提示文>
═══
食農の専門家としての中村哲さん ペシャワール会 村上優会長
2020.08.19
食の新潟国際賞の大賞受賞について、ペシャワール会の村上優会長の所感は次の通り。
中村哲さんの妻・尚子さんに受賞を報告したら、「素人が専門家として認められた」と、大変に喜んでいました。中村さんの本来の専門は医師であり、食料・農業分野では「素人」として活動を始めたからです。
中村さんは1984年にパキスタンのペシャワールでハンセン病の治療のために派遣されました。78年のソ連軍のアフガニスタン侵攻から89年に撤退するまで、アフガニスタンから300万人とも500万人ともいわれる難民がペシャワールへ押し寄せました。中村さんは86年に、日本・アフガン医療サービス(JAMS)を設立して難民の診療に取り組み、ソ連軍撤退の2年後、内戦が下火になった時、ハンセン病の多発地帯で医療過疎地でもあるアフガニスタン東部の山岳部に診療所を次々と開設しました。
2000年に大干ばつが起きて更に飢餓難民として国外に出ていく。それをなんとか食い止めようと、まずは水を確保するために井戸の掘削を始め、03年からは用水路の建設に着手しました。なぜ「水」か。中村さんの答えは、食べるものを得ること、そして難民にならずに自分の故郷で家族一緒に住んで、それが平和の礎になるという信念です。
今や、クナール河の流域約1万6500㌶で、約65万人が飢えずに生活ができるようになりました。日本の江戸時代の農業土木技術をアフガニスタンに適用して地元に根付かせ、これをPMS=Peace(Japan)Medical Services=方式と呼んでいます。アシュラフ・ガニ大統領はこのPMS方式を取り入れ、今でも干ばつが進行しているアフガニスタンを復興させる方針を立てられました。
中村さんの事業と希望を引き継ぐのが、われわれの合言葉です。クナール河上流の灌漑事業がこの秋に着工します。土木学会技術賞や農業農村工学会賞(2009年)を受賞し、農業土木の専門家として認知されるようになりました。食の新潟国際賞の大賞受賞で食農分野でも認められ、副賞の1000万円はこの工事の一部に充てることを検討中です。
スタートはアフガニスタン東部での活動でしたが、この事業が末永く続いて広がり、それがアフガン全土、そして世界の平和につながることを中村さんも祈っていると思います。(談)
むらかみ・まさる 1949(昭和24)年8月29日、鹿児島生まれ、九州大学医学部卒。研修医として勤務した国立肥前療養所(現・肥前精神医療センター)の1年先輩が中村さん。ペシャワール会発足時から中村医師を支え、人道支援の原点「命の不平等への憤り」に共鳴して行動を共にしてきた。1992年~2008年ペシャワール会事務局長、15年から同会会長。
═══
担当課題>
中村哲さんの活動を紹介する文章に出てくる賞の名前を、すべて挙げよ。
═══
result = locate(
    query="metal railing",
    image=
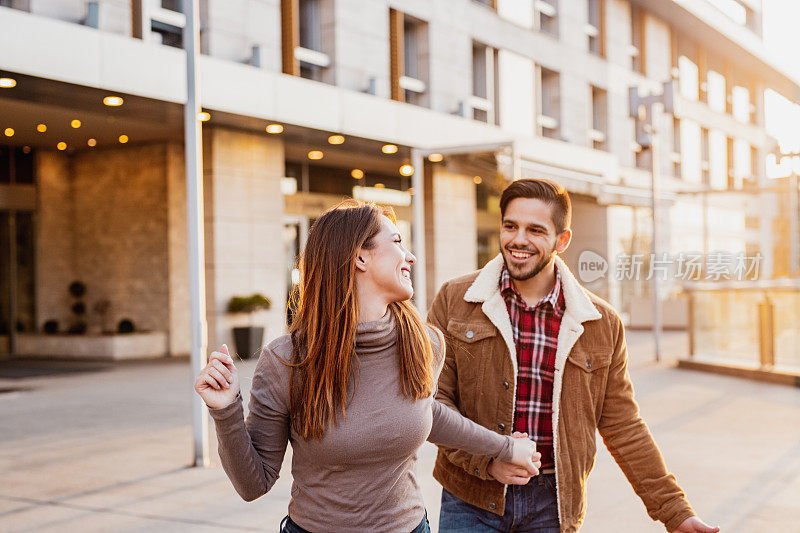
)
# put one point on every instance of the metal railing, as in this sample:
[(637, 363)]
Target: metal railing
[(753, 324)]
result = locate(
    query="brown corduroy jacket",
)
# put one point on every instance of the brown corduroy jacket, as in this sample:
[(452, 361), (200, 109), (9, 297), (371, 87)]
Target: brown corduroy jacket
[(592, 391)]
═══
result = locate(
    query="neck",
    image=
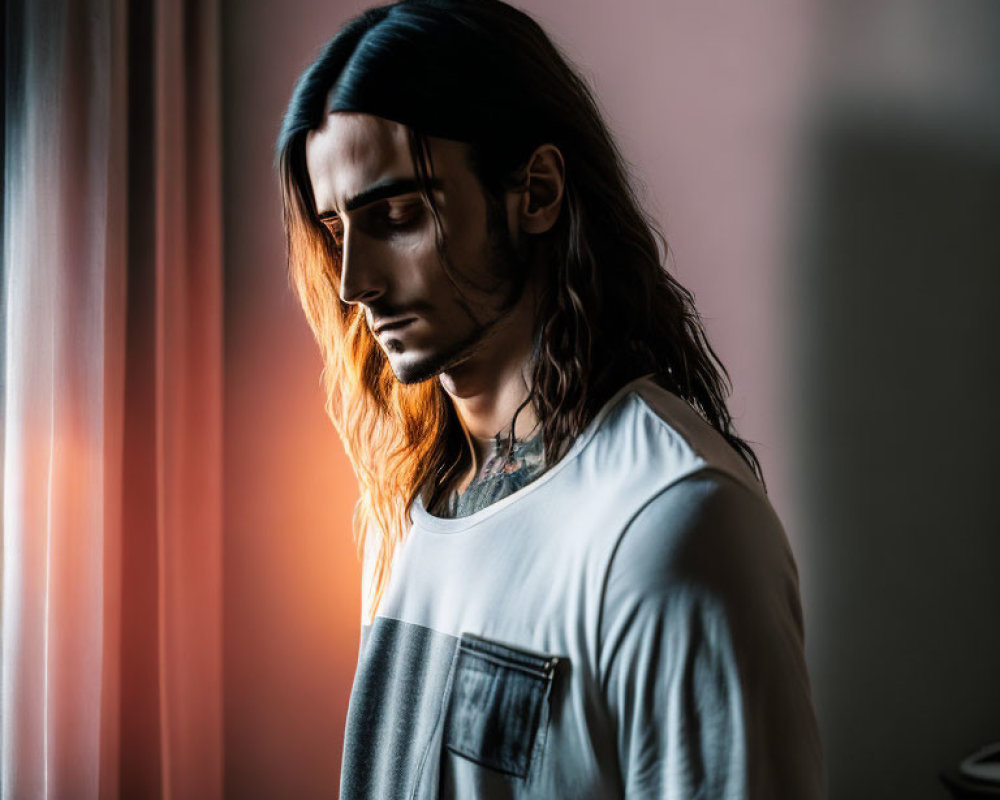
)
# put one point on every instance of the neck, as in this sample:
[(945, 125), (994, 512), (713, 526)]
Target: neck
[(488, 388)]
═══
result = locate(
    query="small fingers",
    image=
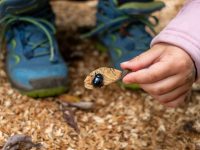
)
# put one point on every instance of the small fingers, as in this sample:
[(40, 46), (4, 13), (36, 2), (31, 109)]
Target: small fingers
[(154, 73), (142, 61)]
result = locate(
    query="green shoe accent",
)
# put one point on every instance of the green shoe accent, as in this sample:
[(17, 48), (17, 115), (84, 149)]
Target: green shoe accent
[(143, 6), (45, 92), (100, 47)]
═══
出力結果>
- 食の新潟国際賞(大賞)
- 土木学会技術賞
- 農業農村工学会賞